── Data for the task ──

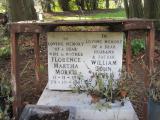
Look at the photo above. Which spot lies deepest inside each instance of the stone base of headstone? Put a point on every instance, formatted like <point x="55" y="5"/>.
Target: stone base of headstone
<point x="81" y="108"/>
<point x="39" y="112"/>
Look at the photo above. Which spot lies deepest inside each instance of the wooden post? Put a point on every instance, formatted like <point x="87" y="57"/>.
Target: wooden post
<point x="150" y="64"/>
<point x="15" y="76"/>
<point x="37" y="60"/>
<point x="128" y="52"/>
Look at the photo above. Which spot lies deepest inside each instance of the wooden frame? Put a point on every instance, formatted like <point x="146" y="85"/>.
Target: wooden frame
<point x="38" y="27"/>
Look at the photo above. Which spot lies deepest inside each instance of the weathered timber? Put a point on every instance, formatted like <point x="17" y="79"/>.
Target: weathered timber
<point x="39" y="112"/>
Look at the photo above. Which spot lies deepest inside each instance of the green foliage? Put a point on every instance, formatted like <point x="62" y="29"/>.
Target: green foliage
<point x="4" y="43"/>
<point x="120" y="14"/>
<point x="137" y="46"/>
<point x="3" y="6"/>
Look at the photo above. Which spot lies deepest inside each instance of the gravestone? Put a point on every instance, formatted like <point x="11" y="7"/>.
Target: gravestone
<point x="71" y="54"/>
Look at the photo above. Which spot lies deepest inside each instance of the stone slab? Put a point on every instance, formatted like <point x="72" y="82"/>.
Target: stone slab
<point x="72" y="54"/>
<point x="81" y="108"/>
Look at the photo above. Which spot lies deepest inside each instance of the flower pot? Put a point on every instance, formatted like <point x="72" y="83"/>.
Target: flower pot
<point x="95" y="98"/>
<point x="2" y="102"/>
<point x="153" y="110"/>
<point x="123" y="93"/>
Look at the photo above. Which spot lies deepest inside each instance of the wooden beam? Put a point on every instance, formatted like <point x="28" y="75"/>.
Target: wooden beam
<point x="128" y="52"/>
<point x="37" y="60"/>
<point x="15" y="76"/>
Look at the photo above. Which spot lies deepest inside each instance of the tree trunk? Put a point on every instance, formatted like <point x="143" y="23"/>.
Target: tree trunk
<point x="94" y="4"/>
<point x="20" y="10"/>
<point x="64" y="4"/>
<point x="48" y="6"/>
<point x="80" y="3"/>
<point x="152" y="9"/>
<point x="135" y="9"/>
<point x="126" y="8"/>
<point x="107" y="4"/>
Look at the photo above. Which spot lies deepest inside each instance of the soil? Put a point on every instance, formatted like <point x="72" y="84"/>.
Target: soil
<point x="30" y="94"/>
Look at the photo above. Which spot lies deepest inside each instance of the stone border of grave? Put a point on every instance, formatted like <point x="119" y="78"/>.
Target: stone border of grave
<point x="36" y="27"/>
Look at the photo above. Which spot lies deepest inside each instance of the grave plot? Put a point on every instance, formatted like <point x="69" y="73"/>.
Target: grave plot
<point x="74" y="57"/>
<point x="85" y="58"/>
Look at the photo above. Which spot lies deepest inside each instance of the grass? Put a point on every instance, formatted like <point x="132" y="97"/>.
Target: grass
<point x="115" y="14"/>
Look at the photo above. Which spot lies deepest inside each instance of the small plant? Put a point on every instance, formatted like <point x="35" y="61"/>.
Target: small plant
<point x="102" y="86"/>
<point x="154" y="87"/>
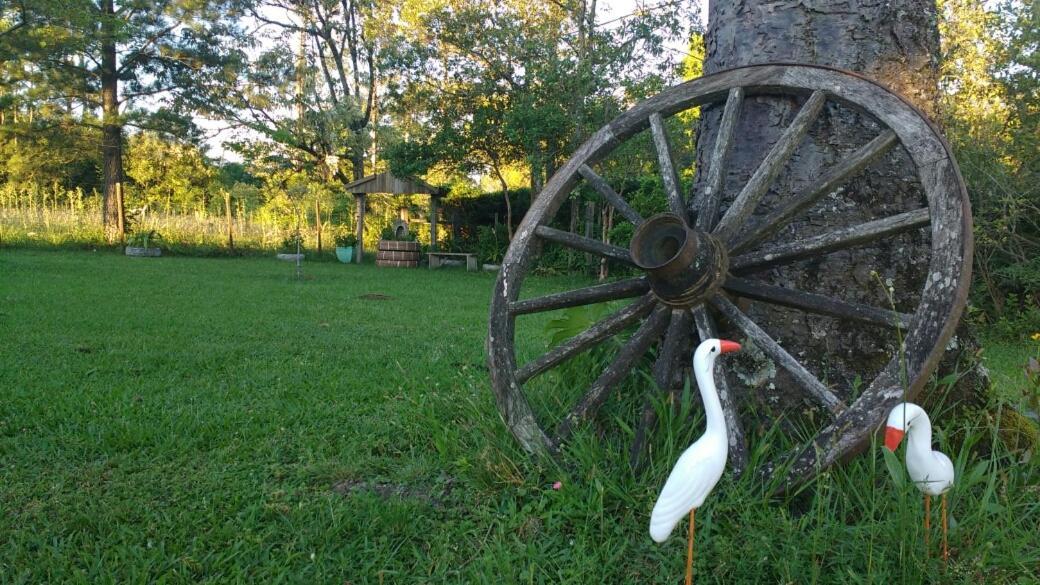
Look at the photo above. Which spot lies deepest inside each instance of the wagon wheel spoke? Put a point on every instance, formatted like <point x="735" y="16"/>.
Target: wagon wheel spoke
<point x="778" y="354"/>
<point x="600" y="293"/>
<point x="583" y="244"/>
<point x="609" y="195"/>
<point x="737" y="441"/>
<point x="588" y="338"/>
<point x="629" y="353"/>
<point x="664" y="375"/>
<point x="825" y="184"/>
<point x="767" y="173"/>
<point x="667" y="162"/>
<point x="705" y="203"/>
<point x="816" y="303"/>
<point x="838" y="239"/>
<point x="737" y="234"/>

───

◆ What the task asks
Your task is to repeat the data above exactly while excluding the pictures.

◆ Output below
Look at the photo above. Which spot lies deepest inside each instance of the stone base of headstone? Put a point on every instance, formatted like <point x="55" y="5"/>.
Target: stone base of headstone
<point x="81" y="108"/>
<point x="39" y="112"/>
Look at the photo above. Which spot lies deepest inside each instance of the wooden post? Put a point on every instance, formatted like <point x="87" y="57"/>.
Target: wooden post
<point x="150" y="64"/>
<point x="15" y="76"/>
<point x="37" y="60"/>
<point x="128" y="52"/>
Look at the photo above. Which spot lies deepest inside each instance of the wooden frame? Put a point on every instance, formatted like <point x="146" y="85"/>.
Target: wooden frame
<point x="38" y="27"/>
Look at the photo above. Which spot lies deepest inside each instance of the weathered timber? Put a point on every instance, formatted like <point x="17" y="79"/>.
Target: weathered timber
<point x="39" y="112"/>
Look at the photo above. Which spot lies deepest inside each instance of the green foliage? Put a point on every instance, formatted like <point x="62" y="29"/>.
Target: green foliage
<point x="4" y="43"/>
<point x="120" y="14"/>
<point x="137" y="46"/>
<point x="3" y="6"/>
Look at the photo above. Which spot lies deepest inside each instance of the gravestone? Put a point on every instance, formatted like <point x="11" y="7"/>.
Target: gravestone
<point x="71" y="54"/>
Look at the photo above. Which spot lies deepest inside each instance of the stone slab? Put a point on every instance, formatted like <point x="72" y="82"/>.
Target: stone slab
<point x="72" y="54"/>
<point x="81" y="108"/>
Look at the photo above. Which spot lies deepest inside each instance of the flower pot? Put a point on every instance, formatted like <point x="72" y="83"/>.
Target: flower pot
<point x="95" y="98"/>
<point x="2" y="102"/>
<point x="153" y="110"/>
<point x="123" y="93"/>
Look at the photo above. Which spot lies deepest inside each instance of the wooden beam? Put a point on every instance, formatted like <point x="28" y="75"/>.
Target: wooden beam
<point x="128" y="52"/>
<point x="37" y="60"/>
<point x="15" y="76"/>
Look at the photo above. Which spot lies deepest inside each instance of the tree trunk? Put a point on every instance, formatted like <point x="143" y="23"/>.
Target: tree trunk
<point x="94" y="4"/>
<point x="20" y="10"/>
<point x="64" y="4"/>
<point x="48" y="6"/>
<point x="80" y="3"/>
<point x="152" y="9"/>
<point x="135" y="9"/>
<point x="126" y="8"/>
<point x="107" y="4"/>
Look at the photo above. Which spot lies deepest inside each instance of the soil? Put a point on every instance, formatted like <point x="72" y="84"/>.
Target: soil
<point x="30" y="94"/>
Look at the photo above. Which spot lies deepest inside each instance of the stone border of grave? Put a point on every instance, formatted like <point x="119" y="78"/>.
Target: stone border of grave
<point x="36" y="27"/>
Look at the photo above. Which spot lies deepest inside each instance of the grave plot? Put a point on every instance, formatted like <point x="69" y="73"/>.
Target: grave plot
<point x="74" y="57"/>
<point x="85" y="58"/>
Look at the photo above. Which spot lies deepest inside each instance of the grass? Put a point on every instance, formatted like <point x="132" y="97"/>.
Target: grass
<point x="115" y="14"/>
Look at the photo above. Which spot lies deepest inside each instance of the small plant? Put a point on every instance, formatted like <point x="35" y="61"/>.
Target: small plant
<point x="102" y="86"/>
<point x="154" y="87"/>
Look at the photo above. Which spot lies deepest inside each instance of the wagon wheel spoke? Put a point on every instance, formatted like <point x="735" y="16"/>.
Target: wagon wheel spoke
<point x="778" y="354"/>
<point x="600" y="293"/>
<point x="583" y="244"/>
<point x="609" y="195"/>
<point x="737" y="441"/>
<point x="588" y="338"/>
<point x="629" y="353"/>
<point x="664" y="375"/>
<point x="825" y="184"/>
<point x="767" y="173"/>
<point x="667" y="162"/>
<point x="705" y="203"/>
<point x="816" y="303"/>
<point x="838" y="239"/>
<point x="737" y="234"/>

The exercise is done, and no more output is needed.